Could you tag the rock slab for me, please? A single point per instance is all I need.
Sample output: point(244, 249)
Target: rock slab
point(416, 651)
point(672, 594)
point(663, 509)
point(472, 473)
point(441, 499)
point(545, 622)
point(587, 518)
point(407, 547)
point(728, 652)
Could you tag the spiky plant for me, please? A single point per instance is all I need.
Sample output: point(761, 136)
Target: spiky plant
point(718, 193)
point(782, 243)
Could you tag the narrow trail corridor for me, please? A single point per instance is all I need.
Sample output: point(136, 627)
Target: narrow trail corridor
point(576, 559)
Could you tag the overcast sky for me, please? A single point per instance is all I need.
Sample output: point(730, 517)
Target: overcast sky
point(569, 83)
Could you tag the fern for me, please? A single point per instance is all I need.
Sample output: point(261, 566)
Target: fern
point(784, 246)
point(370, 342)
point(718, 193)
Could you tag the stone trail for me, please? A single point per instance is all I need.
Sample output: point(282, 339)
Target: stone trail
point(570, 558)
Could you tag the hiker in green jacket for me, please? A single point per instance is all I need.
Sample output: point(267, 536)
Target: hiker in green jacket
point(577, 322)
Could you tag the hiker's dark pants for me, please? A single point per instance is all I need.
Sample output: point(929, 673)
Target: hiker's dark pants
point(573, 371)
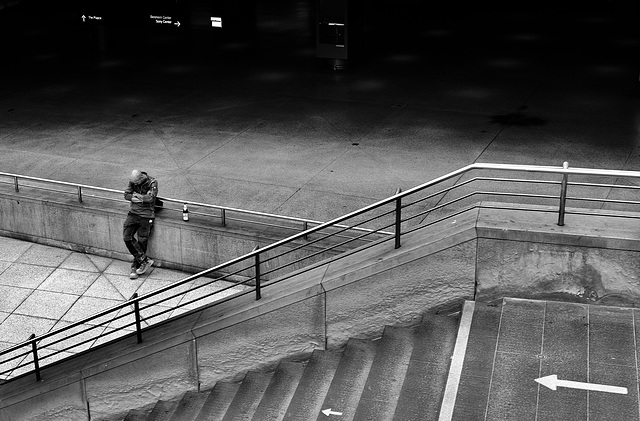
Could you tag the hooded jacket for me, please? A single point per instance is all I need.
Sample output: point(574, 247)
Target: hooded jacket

+++

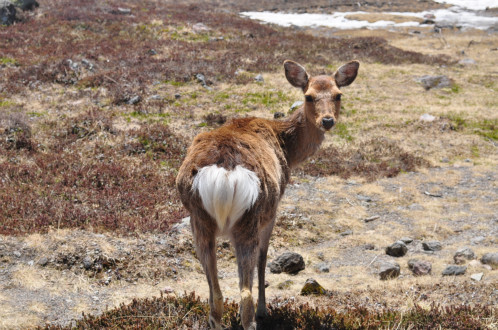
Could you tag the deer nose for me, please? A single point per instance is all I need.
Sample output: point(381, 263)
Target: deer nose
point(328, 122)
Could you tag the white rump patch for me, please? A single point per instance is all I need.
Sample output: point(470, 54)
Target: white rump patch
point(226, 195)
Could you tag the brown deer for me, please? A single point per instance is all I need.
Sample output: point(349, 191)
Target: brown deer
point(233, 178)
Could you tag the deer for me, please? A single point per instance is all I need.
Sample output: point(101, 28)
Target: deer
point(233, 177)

+++

Do this:
Can you copy out, word for word, everything in the data above from the line containing "Could you tag the narrow" down to the line containing "point(577, 322)", including both of those lines?

The solution:
Could you tag the narrow trail corridor for me, please? A single point per instance is all I need.
Sample output: point(136, 627)
Target: narrow trail corridor
point(576, 559)
Could you tag the overcast sky for me, please? A single point per instance is all I need.
Sample output: point(730, 517)
Target: overcast sky
point(569, 83)
Could you tag the fern for me, please? A single point per instance is all I need.
Sample output: point(261, 566)
Target: fern
point(784, 246)
point(370, 342)
point(718, 193)
Could you tag the stone trail for me, please? A single point per instance is all I need.
Sample output: point(282, 339)
Target: stone trail
point(570, 558)
Could you tag the hiker in green jacket for me, please? A single point per instance is all I need.
Sample output: point(267, 536)
Target: hiker in green jacket
point(577, 322)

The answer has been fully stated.